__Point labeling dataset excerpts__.

— begin —

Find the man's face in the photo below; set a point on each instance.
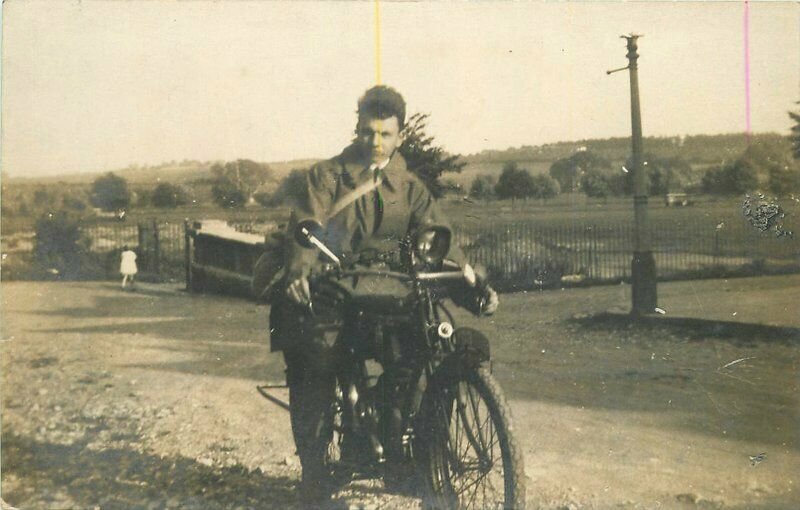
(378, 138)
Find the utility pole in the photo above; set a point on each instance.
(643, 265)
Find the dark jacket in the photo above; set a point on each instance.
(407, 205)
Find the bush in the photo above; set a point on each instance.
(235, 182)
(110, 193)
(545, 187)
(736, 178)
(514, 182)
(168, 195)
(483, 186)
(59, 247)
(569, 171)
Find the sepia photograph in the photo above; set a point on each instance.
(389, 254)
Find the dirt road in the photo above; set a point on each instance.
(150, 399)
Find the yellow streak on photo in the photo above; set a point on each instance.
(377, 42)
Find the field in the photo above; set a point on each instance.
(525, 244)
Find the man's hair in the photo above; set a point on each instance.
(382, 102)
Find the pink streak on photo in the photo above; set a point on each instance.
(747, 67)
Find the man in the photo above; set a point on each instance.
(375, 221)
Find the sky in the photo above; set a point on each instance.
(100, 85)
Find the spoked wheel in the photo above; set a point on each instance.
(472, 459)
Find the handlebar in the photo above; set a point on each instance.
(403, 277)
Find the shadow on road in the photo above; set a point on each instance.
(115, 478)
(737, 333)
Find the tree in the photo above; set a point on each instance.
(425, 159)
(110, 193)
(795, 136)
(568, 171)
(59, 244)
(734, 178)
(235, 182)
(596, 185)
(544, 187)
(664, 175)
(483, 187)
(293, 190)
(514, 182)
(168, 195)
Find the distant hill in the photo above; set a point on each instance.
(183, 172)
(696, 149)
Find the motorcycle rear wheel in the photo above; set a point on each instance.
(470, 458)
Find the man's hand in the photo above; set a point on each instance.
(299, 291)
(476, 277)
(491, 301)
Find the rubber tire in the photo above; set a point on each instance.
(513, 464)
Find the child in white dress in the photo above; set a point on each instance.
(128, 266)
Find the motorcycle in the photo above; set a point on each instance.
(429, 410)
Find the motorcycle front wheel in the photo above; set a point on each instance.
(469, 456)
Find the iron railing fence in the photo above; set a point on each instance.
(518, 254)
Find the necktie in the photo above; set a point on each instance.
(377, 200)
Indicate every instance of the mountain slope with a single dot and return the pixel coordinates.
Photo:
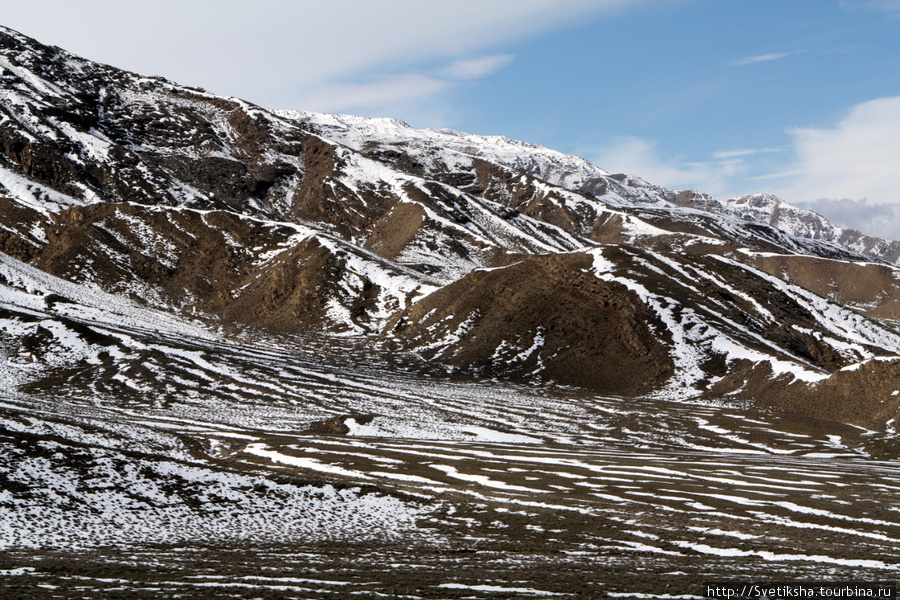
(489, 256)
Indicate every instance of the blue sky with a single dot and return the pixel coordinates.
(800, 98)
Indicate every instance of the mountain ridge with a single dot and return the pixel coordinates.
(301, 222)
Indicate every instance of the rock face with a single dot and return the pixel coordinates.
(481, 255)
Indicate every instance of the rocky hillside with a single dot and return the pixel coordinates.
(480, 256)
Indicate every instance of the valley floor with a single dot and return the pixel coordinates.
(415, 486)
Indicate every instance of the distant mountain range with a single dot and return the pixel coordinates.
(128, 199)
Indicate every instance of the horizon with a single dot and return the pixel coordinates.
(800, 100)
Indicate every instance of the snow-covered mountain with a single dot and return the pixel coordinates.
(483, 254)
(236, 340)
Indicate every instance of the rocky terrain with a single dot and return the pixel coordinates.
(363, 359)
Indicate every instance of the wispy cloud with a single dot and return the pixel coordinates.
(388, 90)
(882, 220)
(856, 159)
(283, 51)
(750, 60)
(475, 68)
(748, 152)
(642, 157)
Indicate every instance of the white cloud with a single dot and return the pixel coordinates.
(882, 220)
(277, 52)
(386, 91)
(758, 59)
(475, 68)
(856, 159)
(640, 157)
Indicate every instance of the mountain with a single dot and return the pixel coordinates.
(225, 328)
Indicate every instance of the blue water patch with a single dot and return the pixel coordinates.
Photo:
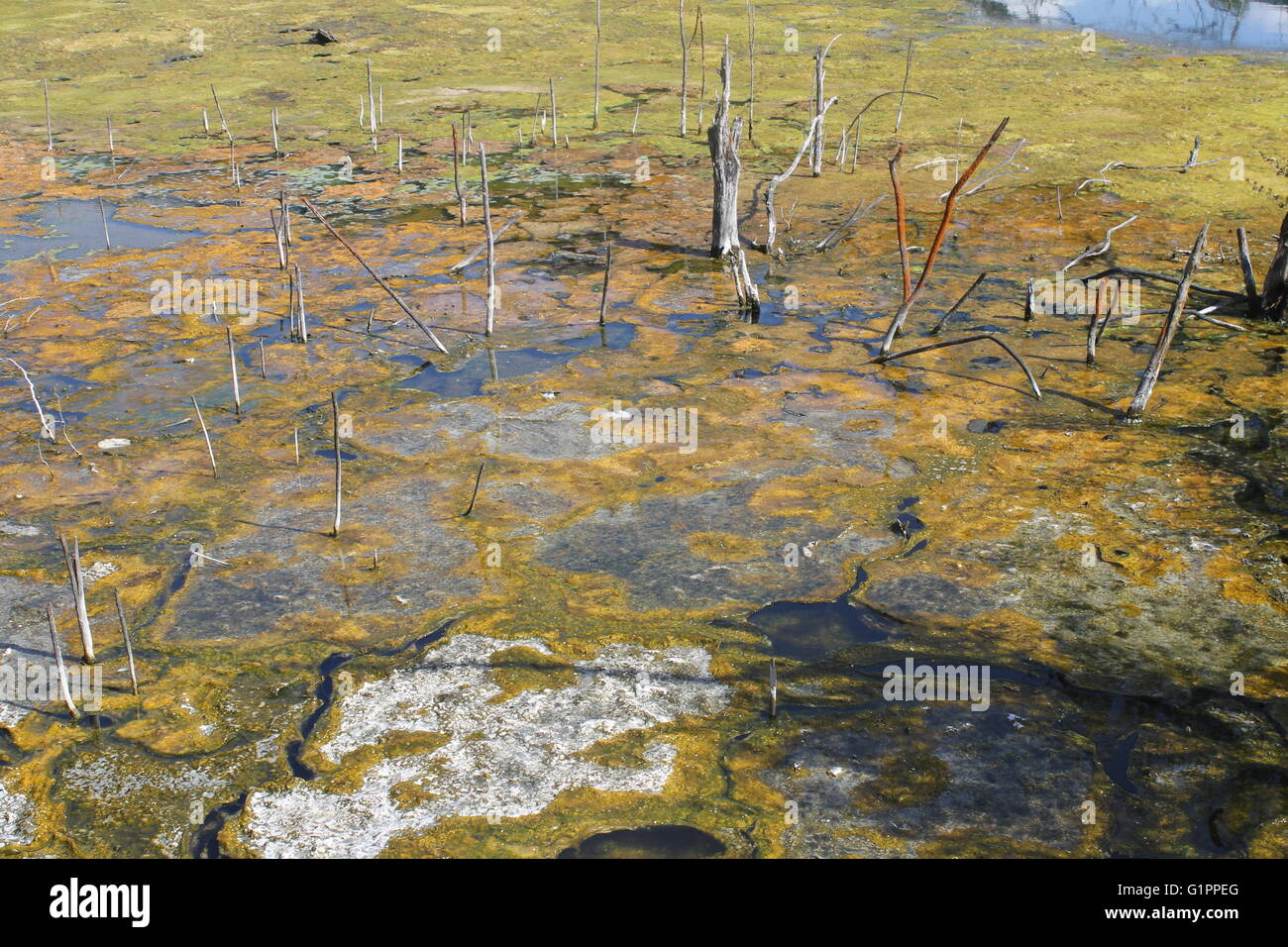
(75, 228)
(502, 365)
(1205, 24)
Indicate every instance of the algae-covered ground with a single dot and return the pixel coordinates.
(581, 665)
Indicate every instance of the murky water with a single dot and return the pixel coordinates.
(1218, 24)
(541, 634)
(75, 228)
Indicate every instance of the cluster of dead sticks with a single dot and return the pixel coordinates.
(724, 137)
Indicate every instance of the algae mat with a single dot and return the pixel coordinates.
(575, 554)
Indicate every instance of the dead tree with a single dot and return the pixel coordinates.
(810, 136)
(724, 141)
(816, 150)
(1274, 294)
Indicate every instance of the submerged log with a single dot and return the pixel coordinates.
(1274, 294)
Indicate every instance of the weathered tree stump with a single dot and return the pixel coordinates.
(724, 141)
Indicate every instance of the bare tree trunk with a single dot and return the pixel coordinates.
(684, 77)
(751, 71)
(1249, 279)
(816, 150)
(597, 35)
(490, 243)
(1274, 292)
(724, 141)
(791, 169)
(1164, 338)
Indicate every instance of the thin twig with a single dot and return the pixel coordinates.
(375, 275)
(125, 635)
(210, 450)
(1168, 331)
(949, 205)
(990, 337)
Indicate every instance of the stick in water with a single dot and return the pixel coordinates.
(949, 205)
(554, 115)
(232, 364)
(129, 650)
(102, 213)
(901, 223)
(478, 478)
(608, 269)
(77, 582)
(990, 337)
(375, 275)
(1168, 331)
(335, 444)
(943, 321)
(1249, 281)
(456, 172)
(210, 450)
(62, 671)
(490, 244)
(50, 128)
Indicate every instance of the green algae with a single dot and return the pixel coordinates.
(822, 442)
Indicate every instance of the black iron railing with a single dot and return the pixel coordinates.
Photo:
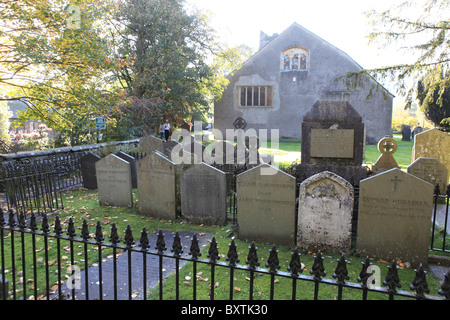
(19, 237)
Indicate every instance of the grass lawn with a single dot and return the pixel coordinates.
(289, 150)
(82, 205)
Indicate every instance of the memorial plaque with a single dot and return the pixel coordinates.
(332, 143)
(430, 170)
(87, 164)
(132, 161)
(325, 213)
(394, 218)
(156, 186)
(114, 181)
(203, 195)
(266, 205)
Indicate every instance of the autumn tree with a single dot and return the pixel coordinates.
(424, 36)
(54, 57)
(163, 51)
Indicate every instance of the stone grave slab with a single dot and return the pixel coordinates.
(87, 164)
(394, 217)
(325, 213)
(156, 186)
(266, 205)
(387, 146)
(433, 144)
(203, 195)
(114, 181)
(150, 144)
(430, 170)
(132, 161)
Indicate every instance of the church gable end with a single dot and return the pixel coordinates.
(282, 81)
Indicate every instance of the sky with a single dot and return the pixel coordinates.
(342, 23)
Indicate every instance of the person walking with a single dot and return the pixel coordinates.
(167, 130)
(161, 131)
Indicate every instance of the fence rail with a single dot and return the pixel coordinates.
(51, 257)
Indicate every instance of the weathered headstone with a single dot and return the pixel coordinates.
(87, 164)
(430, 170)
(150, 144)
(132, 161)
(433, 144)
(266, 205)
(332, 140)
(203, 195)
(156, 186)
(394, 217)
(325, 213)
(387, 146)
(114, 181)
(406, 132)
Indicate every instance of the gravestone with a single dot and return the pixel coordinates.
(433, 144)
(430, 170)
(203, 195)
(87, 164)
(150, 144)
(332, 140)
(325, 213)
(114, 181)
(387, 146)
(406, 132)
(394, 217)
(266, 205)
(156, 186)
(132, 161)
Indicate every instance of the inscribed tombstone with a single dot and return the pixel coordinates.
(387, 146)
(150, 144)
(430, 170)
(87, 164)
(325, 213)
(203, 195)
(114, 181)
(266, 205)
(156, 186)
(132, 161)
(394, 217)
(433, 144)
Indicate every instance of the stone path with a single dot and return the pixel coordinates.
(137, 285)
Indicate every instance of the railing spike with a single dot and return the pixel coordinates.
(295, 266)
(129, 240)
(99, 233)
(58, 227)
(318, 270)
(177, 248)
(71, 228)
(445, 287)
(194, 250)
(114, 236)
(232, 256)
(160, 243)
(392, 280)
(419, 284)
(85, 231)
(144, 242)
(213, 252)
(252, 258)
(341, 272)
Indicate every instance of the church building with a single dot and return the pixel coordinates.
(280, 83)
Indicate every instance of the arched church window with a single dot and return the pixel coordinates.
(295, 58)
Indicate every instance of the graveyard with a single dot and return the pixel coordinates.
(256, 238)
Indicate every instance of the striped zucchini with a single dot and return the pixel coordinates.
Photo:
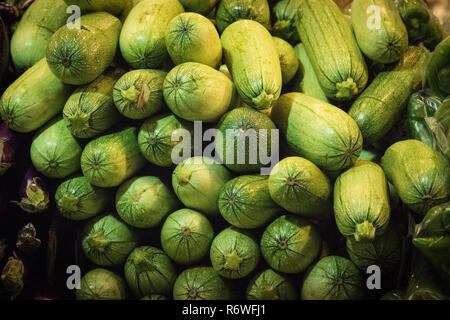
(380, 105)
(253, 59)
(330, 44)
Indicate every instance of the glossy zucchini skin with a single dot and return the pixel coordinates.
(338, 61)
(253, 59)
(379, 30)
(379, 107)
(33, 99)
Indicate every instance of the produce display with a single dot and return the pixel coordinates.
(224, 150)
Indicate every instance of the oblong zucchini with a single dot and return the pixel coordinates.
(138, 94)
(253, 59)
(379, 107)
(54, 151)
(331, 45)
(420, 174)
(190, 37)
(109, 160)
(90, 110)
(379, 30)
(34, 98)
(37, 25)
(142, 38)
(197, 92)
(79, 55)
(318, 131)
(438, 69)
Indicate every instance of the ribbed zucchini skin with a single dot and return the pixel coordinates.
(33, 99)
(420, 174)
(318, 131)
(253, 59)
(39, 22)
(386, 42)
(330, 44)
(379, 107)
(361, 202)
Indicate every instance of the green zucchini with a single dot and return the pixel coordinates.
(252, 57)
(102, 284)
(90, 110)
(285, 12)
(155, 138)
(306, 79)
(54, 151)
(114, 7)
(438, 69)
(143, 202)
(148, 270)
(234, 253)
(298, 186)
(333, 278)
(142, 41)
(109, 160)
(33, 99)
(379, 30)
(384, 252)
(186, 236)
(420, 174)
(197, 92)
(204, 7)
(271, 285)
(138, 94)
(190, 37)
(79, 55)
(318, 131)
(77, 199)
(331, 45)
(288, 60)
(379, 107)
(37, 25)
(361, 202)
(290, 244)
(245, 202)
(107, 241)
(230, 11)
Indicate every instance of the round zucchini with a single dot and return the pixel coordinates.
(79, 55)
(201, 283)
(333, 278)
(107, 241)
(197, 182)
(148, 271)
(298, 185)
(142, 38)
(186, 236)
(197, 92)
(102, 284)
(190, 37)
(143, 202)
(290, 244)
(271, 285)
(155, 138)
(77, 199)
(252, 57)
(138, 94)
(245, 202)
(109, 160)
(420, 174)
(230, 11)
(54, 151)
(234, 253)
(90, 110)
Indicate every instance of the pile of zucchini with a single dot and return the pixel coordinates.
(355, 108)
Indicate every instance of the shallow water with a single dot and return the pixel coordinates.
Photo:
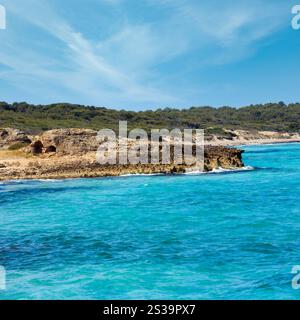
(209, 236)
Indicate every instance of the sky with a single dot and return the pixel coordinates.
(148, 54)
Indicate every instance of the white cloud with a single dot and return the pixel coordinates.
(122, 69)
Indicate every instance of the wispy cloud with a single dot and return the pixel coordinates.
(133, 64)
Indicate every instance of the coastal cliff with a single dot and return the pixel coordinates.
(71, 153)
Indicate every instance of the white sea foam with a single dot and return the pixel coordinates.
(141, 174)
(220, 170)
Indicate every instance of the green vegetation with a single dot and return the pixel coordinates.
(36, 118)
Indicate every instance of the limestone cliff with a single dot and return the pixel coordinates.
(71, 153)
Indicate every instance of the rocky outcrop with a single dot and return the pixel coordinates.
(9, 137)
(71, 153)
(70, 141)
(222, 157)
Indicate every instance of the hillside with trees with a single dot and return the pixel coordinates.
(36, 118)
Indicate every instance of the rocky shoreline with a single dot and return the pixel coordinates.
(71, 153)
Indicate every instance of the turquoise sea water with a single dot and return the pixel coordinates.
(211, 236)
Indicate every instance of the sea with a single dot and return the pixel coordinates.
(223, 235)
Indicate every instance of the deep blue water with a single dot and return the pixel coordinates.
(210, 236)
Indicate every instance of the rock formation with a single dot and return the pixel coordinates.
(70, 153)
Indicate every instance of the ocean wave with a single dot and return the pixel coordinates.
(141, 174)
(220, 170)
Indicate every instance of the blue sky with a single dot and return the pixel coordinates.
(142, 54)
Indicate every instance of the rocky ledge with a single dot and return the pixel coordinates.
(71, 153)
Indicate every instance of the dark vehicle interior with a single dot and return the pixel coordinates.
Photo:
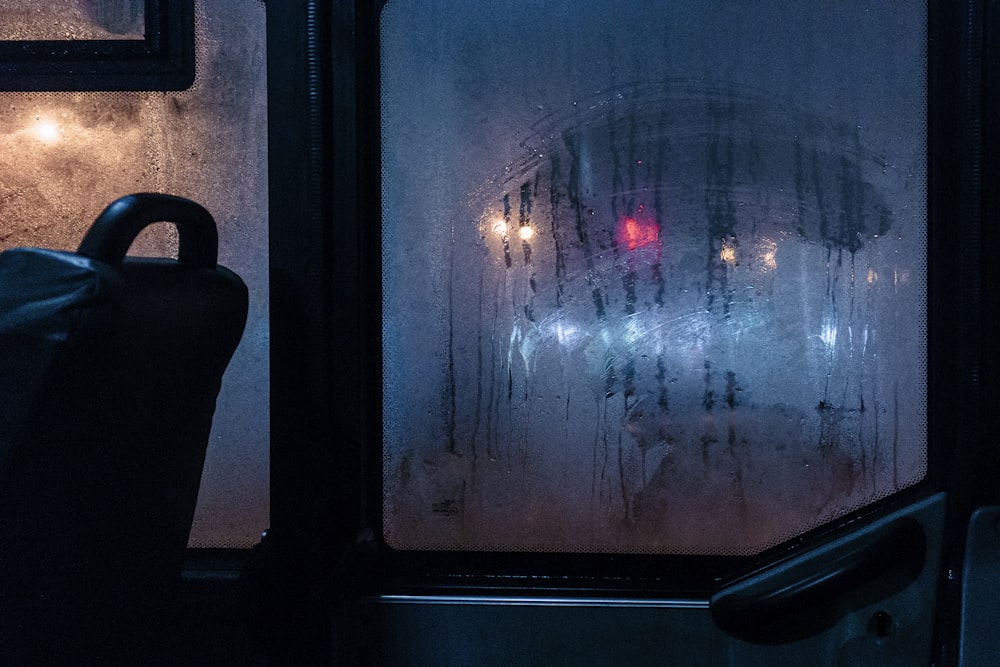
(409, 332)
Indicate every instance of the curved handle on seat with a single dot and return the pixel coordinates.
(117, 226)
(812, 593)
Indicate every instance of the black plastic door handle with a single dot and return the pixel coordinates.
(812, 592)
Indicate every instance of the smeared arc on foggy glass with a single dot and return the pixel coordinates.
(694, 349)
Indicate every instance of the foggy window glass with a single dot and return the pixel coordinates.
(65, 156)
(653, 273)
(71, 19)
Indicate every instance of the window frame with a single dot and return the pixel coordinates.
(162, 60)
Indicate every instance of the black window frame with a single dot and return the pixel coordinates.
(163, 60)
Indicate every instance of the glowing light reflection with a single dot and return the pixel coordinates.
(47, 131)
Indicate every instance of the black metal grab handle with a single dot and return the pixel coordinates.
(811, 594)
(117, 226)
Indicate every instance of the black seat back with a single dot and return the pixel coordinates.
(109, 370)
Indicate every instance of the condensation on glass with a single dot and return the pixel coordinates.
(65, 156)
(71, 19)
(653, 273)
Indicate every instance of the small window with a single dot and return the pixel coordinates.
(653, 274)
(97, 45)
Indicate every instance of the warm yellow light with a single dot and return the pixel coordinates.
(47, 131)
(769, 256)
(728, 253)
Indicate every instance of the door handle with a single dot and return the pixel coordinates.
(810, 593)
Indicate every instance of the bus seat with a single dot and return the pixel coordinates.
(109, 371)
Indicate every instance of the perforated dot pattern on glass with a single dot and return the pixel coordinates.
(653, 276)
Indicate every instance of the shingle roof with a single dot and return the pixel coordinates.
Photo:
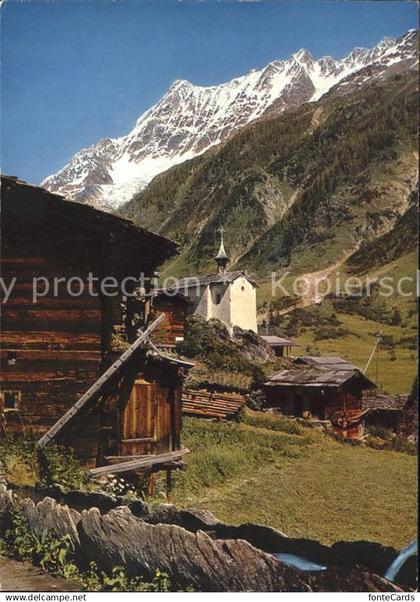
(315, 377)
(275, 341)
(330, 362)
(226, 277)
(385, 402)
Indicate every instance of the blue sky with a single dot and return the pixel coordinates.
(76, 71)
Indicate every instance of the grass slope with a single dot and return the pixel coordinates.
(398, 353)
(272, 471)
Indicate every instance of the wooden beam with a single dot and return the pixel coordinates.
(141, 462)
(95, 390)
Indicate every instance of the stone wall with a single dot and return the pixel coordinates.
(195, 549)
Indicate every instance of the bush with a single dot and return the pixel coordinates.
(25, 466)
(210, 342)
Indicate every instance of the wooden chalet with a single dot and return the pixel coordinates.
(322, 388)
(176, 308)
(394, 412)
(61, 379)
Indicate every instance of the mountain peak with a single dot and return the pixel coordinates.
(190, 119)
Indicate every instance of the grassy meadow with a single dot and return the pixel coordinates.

— end —

__Stated exercise__.
What do the lines above say from the line containing "Indicate every instance of the small" through the last line? Quote them exactly, both ends included, and leave out the pictures.

__Expected answer__.
Indicate every instance of the small window with a single dot and return the pixel coordinates.
(653, 274)
(97, 45)
Indicate every instance of the warm yellow light with a single dot and return the pixel coordinates.
(47, 131)
(769, 256)
(728, 253)
Indicate every instance of the door handle with a single dot and return the pixel coordinates.
(810, 593)
Indicate every instance of the bus seat with a single dot and return the pixel coordinates.
(109, 371)
Indicate every instance of the perforated dot pattern on glass with a single dot and return the pixel coordinates.
(653, 276)
Indicate every instance of the shingle roof with a single dot and return the pixel coordinates.
Photo:
(315, 377)
(275, 341)
(330, 362)
(226, 277)
(385, 402)
Indicate every instance of the blue sky with a single dot and return the pixel coordinates.
(76, 71)
Indicate every instance of the grass slope with a single dot and return the pixel coordinates.
(398, 353)
(272, 471)
Indicate every instance of the wooden beam with a single dot and return the pixel coordinates.
(141, 462)
(95, 390)
Indicate every instance of the stone wall with a single dot and return the pixel coordinates.
(195, 549)
Indicate every instance of the bush with a single dot and return the pixel coordinates.
(25, 466)
(210, 342)
Indicate every instance of the wooden chalet with a single dot and return the pixel coordinates.
(322, 388)
(176, 308)
(394, 412)
(61, 379)
Indicate every instance of the mountain peak with a single dot and return the pixel coordinates.
(190, 119)
Indicate every instance of the grassy meadow with a single dot and return the pixel coordinates.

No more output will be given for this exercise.